Your instructions: Format the stretch of the listing from its start through the line containing "x=357 y=660" as a Markdown table with a Row column holding the row number and an Entry column holding the line, leaving out blank lines.

[Coordinate annotation listing]
╭──

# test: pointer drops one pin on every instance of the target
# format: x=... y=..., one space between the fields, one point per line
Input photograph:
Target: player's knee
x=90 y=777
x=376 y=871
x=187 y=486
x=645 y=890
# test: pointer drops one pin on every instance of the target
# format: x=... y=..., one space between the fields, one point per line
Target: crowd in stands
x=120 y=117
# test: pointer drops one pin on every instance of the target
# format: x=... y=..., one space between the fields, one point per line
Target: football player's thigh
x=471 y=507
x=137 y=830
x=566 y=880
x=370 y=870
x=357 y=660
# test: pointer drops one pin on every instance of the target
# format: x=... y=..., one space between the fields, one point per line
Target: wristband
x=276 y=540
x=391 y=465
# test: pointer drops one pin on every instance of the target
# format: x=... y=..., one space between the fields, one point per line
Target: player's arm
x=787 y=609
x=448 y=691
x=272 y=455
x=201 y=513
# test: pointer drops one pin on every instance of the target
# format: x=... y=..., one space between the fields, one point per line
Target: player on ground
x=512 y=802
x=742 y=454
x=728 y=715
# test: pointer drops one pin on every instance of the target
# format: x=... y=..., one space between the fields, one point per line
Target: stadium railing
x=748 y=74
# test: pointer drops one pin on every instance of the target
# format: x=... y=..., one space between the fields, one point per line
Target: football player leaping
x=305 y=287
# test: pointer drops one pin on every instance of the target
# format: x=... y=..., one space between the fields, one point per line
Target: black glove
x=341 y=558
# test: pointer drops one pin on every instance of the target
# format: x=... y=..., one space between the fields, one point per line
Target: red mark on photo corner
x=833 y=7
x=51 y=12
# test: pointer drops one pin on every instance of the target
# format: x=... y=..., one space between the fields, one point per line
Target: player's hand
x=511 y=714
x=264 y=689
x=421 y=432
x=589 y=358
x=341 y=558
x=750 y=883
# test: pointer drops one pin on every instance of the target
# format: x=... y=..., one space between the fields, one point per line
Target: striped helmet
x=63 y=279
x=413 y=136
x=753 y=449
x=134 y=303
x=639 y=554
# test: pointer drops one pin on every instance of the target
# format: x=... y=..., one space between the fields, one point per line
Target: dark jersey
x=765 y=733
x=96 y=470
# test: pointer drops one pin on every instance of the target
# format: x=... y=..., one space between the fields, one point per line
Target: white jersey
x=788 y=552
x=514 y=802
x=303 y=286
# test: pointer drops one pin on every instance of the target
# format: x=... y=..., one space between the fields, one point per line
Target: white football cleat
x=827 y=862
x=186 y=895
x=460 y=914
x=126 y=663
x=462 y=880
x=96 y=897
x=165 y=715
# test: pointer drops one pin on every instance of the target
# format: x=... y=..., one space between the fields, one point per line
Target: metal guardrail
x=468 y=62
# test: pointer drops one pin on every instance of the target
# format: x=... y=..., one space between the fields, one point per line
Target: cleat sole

╰──

Exercise result:
| Row | Entry |
|---|---|
| 1 | # test: pointer drops one pin on every instance of the target |
| 2 | # format: x=... y=..., one space between the fields, one point per line |
| 3 | Input photograph: |
| 4 | Target: player's knee |
| 5 | x=90 y=777 |
| 6 | x=376 y=871 |
| 7 | x=187 y=486 |
| 8 | x=645 y=890 |
| 9 | # test: pointer drops one pin on every instance of the target |
| 10 | # format: x=... y=..., one space between the fields, one point per line |
| 11 | Target: crowd in stands |
| 12 | x=120 y=117 |
| 13 | # test: pointer drops one pin on every instance of the target |
| 14 | # format: x=... y=..., one space between the fields, one point per line |
| 15 | Target: football player's thigh |
| 16 | x=471 y=507 |
| 17 | x=137 y=830 |
| 18 | x=566 y=880 |
| 19 | x=370 y=870 |
| 20 | x=357 y=660 |